[Work to be completed]
Please give the organism whose early life stages serve as the model system in the award summary below.
*** Selected passage
Mechanisms of physiological plasticity in early stage marine invertebrates - an epigenetic perspective with a global change focus

Award Period
to
Award Amount
$778,593
Agency Name
National Science Foundation
Award Number
1656262
PI First Name
Gretchen
PI Last Name
 Hofmann
Area/s of Research
Ecology and Evolution
Abstract

The goal of this project is to investigate mechanisms that contribute to rapid shifts in organismal physiological plasticity in response to environmental change, processes that would operate on ecological rather than evolutionary time scales. Our model system is the early life stages of the purple sea urchin, Strongylocentrotus purpuratus, and we will focus on two processes: intragenerational plasticity and trans-generational plasticity. Here, we will specifically interrogate epigenetic mechanisms that may that alter physiological plasticity in early stage urchins. For the environment-organism interaction, we will focus on co-occurring multiple abiotic factors (pCO2, oxygen and temperature) that are ecologically relevant, and are projected to change drastically in future climate change scenarios.

Along with physiological metrics of performance, we propose to use next-generation sequencing to conduct comparative transcriptomics, and will assess changes in global DNA methylation patterns that may drive observed changes in gene expression. We hypothesize that DNA methylation as a form of epigenomic mechanism is driving plasticity in sea urchins embryos in response to variable pCO2/ temperature conditions in the environment.

The project has three Specific Aims:

Specific Aim 1: To investigate intragenerational plasticity in S. purpuratus embryos and larvae in response to changes in temperature, pCO2 and dissolved oxygen.
******
*** Dataset extract
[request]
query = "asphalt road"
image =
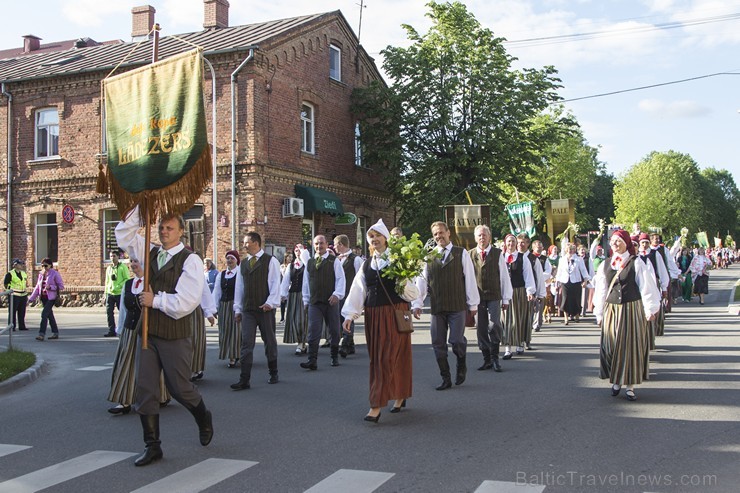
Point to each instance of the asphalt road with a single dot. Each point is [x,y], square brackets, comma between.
[547,423]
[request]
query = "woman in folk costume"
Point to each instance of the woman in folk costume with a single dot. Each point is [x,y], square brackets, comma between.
[572,276]
[206,310]
[389,350]
[229,332]
[123,379]
[699,268]
[626,298]
[296,318]
[519,313]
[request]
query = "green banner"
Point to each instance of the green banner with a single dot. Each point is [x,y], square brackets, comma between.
[521,218]
[702,239]
[155,123]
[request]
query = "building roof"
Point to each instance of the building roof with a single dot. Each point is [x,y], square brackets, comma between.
[73,60]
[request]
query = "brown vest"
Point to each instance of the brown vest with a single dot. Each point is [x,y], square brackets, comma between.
[487,274]
[160,324]
[447,283]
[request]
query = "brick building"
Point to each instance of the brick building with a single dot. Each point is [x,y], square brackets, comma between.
[281,87]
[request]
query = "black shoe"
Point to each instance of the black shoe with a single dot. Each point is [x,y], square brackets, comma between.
[240,385]
[395,409]
[120,410]
[151,453]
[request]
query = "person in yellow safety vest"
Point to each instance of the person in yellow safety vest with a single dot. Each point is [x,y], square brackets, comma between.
[16,281]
******
[Output for this exercise]
The purple sea urchin, Strongylocentrotus purpuratus.